WHAT THE EXERCISE ASKS: The result should be an exact copy of every record, with no pictures kept.

TASK MATERIAL:
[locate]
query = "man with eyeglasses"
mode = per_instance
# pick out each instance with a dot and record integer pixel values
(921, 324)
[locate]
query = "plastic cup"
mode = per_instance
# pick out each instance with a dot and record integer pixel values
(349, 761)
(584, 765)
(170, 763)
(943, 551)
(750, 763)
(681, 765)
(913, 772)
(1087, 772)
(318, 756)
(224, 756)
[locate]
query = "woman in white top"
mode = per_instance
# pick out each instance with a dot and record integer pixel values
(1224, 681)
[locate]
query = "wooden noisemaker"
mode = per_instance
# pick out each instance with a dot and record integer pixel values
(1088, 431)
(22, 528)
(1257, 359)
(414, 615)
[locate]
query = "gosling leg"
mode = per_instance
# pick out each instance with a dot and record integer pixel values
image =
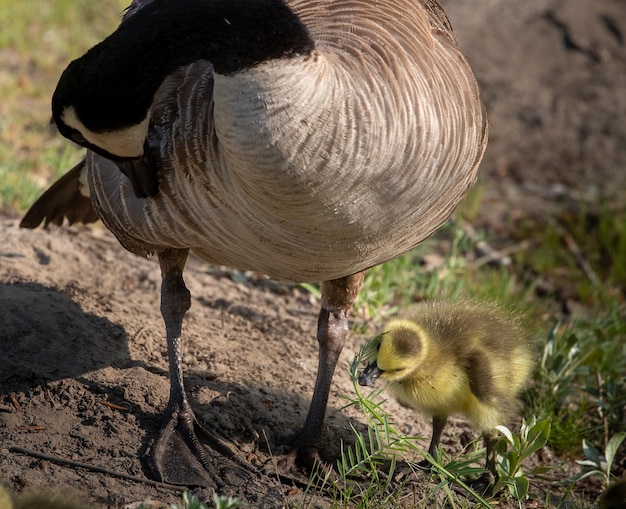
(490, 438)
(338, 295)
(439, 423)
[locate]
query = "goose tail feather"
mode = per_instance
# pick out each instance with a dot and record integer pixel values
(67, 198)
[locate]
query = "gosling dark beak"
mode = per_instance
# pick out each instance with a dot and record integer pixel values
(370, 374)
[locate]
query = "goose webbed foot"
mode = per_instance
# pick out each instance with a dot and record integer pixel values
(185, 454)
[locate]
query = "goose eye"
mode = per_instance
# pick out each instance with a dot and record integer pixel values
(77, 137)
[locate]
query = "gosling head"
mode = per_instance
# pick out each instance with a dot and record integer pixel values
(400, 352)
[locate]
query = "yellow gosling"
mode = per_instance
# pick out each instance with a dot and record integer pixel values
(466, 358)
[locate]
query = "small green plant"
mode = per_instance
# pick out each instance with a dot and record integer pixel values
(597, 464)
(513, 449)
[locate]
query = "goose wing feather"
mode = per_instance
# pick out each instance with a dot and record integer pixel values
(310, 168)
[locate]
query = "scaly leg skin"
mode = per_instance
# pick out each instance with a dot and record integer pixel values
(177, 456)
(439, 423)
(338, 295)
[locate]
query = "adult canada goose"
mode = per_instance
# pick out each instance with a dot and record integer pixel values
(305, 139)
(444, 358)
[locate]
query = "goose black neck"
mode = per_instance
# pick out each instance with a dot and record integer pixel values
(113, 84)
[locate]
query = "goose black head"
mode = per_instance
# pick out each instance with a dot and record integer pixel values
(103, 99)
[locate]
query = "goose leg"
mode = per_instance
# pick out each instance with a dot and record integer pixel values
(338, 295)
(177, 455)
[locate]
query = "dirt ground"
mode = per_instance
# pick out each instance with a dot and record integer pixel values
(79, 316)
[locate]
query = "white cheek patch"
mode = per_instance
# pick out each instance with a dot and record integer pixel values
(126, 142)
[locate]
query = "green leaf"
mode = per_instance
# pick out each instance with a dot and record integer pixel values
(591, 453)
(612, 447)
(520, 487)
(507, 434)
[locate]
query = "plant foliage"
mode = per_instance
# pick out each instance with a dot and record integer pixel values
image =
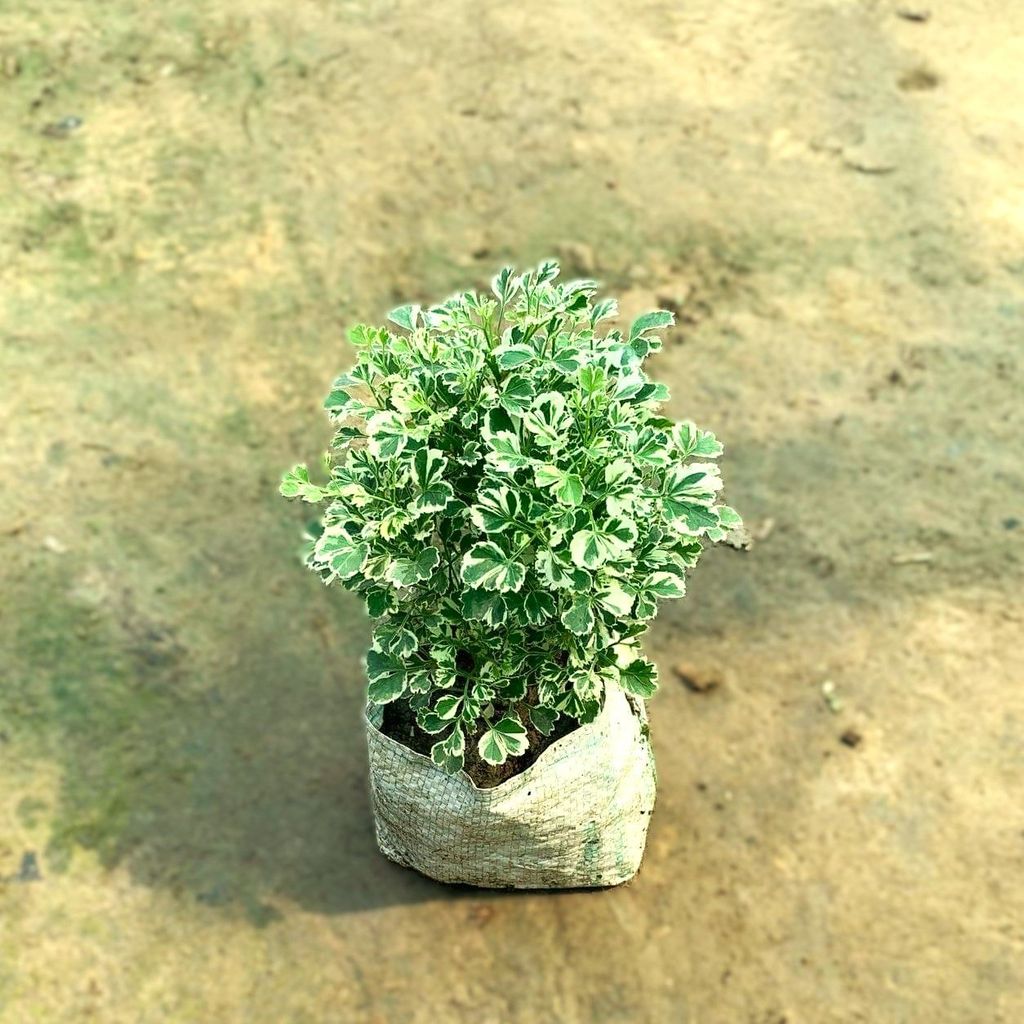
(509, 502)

TASK RESULT:
[locate]
query = "man with eyeglasses"
mode = per_instance
# pick out each instance with a dot and record integer pixel values
(921, 324)
[locate]
query = "plastic cup"
mode = per_instance
# pick out each instance with a dot and record integer pixel values
(349, 761)
(584, 765)
(170, 763)
(943, 551)
(750, 763)
(681, 765)
(913, 772)
(1087, 772)
(318, 756)
(224, 756)
[locate]
query = "woman in white top"
mode = per_instance
# pick out each instance with a dot and record integer pixel values
(1224, 681)
[locate]
query = "wooden noisemaker"
mode = per_instance
# pick out each instance with a dot and record integer pixel values
(1088, 431)
(22, 528)
(1257, 359)
(414, 615)
[locate]
query = "gosling leg"
mode = per_instance
# pick out each instance with a dot and record integer pixel values
image =
(490, 438)
(338, 295)
(439, 423)
[locate]
query = "goose tail feather"
mode = per_instance
# pick out each instance with a dot and record integer pixel values
(67, 198)
[locate]
query = "gosling dark beak"
mode = per_instance
# pick out each instance with a dot and record integer pixel values
(370, 374)
[locate]
query = "goose webbed foot"
mode = per_instance
# pick out each instance with a dot and record integer pixel values
(185, 454)
[locate]
query = "goose eye"
mode = per_instance
# pick out each instance with a dot and record integer pixel values
(77, 137)
[locate]
query = "gosling head"
mode = per_instance
# pick out each instance with a dot and record integer pixel values
(400, 352)
[locate]
query = "yellow gosling"
mode = per_instance
# pick out each instance with a dot and record integer pixel values
(466, 358)
[locate]
query = "small green plant"
mode = per_instance
# pick out each instance with a dot and record integer pixel values
(597, 464)
(513, 449)
[locate]
query = "goose wing feather"
mode = per_instance
# pick out each instance with a dot and record integer pixel values
(310, 168)
[locate]
query = "scaly leg skin"
mode = per_instance
# pick out each instance with a dot and record integer pixel values
(177, 456)
(439, 423)
(338, 295)
[locate]
query = "adult canada goose"
mode = per_instance
# pick out each instance with a dot and record integer pixel values
(305, 139)
(444, 358)
[locate]
query = "goose black neck"
mode = per_instance
# pick out each instance with a dot and record integer pixel values
(113, 84)
[locate]
query = "goose black head"
mode = per_instance
# pick out each instance with a dot and record integer pixel values
(103, 99)
[locate]
query = "goose leg"
mode = per_instance
# pick out each instance with a dot and record integer pixel values
(338, 295)
(177, 455)
[locate]
query = "dirt ground"
mode = per_instance
# pick out each instance with a dot and record integer pixel values
(79, 316)
[locate]
query = "white cheek patch"
mode = per_instance
# pick out each instance with a dot and record integer pixel values
(126, 142)
[locate]
query = "green leaf"
mode = per_instance
# pick out each instance with a dot and record integer pixel values
(591, 453)
(612, 447)
(520, 487)
(507, 434)
[locate]
query = "plant foliage"
mode = per_instance
# pick out each instance with a dot and record integer pixel values
image =
(509, 502)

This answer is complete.